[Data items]
━━━━━━━━━━━━━━━━━━━━
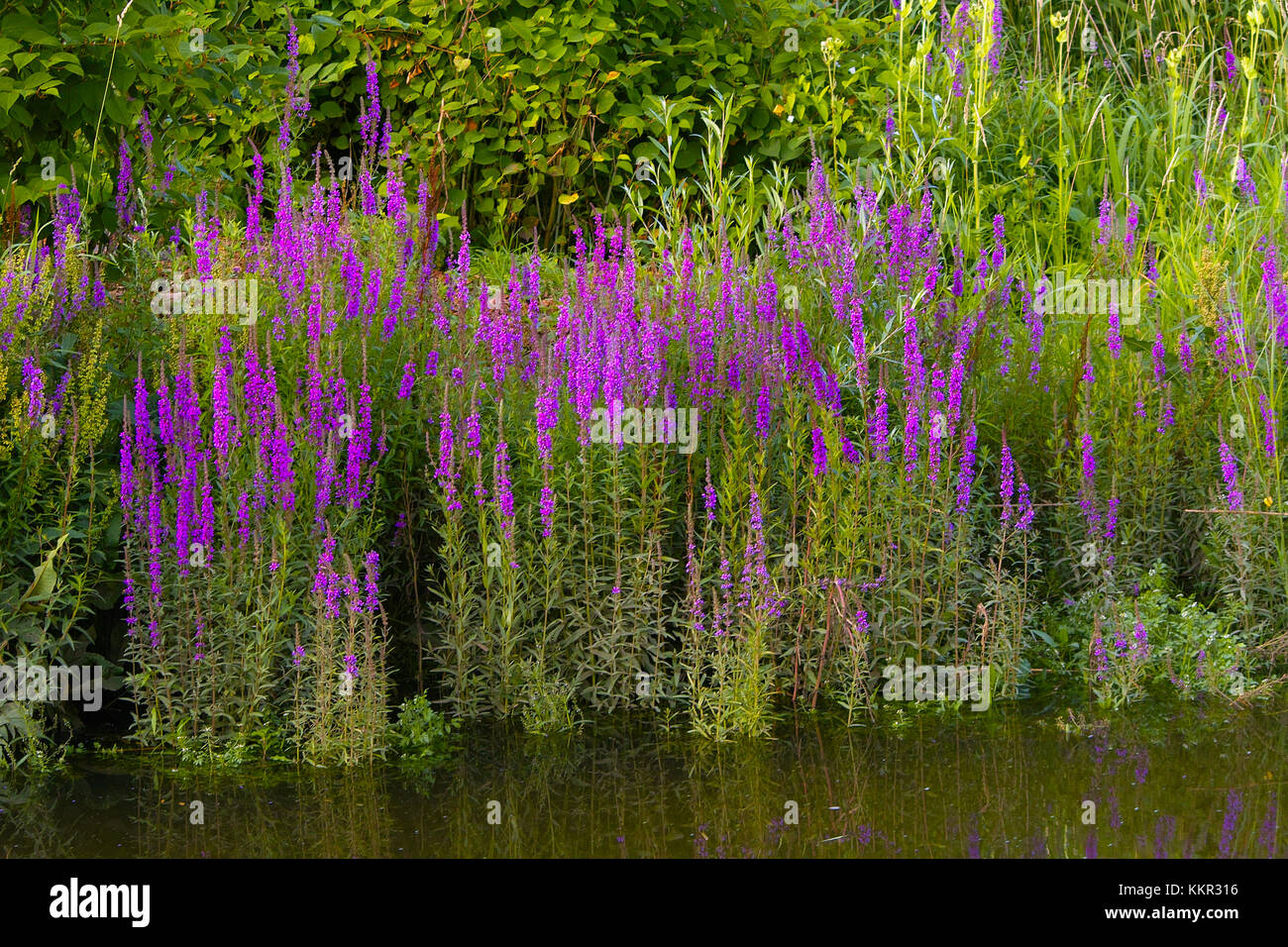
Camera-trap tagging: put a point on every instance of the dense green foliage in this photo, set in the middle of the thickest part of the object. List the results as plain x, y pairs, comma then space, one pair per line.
720, 142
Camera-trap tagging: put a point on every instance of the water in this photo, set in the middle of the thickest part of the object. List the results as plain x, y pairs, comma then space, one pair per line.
1188, 783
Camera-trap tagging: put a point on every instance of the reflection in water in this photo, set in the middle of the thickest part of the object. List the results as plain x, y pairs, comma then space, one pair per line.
1192, 785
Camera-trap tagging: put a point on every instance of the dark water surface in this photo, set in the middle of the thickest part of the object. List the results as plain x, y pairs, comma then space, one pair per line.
1188, 783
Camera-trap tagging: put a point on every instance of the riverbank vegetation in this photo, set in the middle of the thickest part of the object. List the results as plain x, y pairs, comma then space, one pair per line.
948, 334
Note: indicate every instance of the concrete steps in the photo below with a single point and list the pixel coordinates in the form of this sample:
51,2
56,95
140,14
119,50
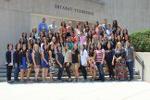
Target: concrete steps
3,74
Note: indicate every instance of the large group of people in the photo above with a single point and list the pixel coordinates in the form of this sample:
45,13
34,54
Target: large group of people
51,51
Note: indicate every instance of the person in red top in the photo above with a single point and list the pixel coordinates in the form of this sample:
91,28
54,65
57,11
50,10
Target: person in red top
99,56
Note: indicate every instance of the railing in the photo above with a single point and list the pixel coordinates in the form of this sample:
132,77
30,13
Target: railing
━━━━━━━━━━━━━━━━━━━━
_PROBLEM TO SOLVE_.
Write out every row above word for word, leaving out the pictures.

_COMPLETED EXERCISE_.
Camera-trap tagging: put a point on every instance of the dense green foliage in this photo, set in the middle of the thickest part of the object. List the results as plain x, y pairs, comma then space, one pair per line.
720, 142
Camera-trap tagging: put a point on every instance of the water in this photo, set in the middle of the thickest part of the object. List the results as plain x, y pairs, comma then space, one pair per line.
1188, 783
Camera-trap tagging: put a point on every instance of the reflection in water in this photo, set in the middle of the thickest part of the object. List the results as plain x, y pairs, comma then space, one pair per line.
1192, 785
Camera-trap tagging: put a point on every instance of the dark water surface in this photo, set in the middle of the thickest part of the object. List the results as plain x, y pairs, comma then space, one pair per line.
1188, 783
Camera-trap tagging: put a point on every instance of the riverbank vegetation in this photo, set in the middle of the thickest part of the object. List the results as plain x, y pairs, comma then space, one pair per line.
948, 334
Note: indicate every instance of the concrete steps in the photo below with a single point and list the pixel coordinates in the form of this sample:
51,2
56,95
140,14
119,50
Target: concrete steps
3,74
Note: indicate every instance of the large group of people in the photo above with a single point and list the pixel coordinates in the form of this sample:
45,13
34,54
Target: large group of people
51,51
Note: indicate every instance of the person in red top in the photo above with a single point and list the pixel coordinates in the form of this sample:
91,28
54,65
57,11
50,10
Target: person in red top
99,56
Note: indicate every instance of the railing in the photo above with a single point and list the pixel coordinates in the form of this sample:
132,77
30,13
Target: railing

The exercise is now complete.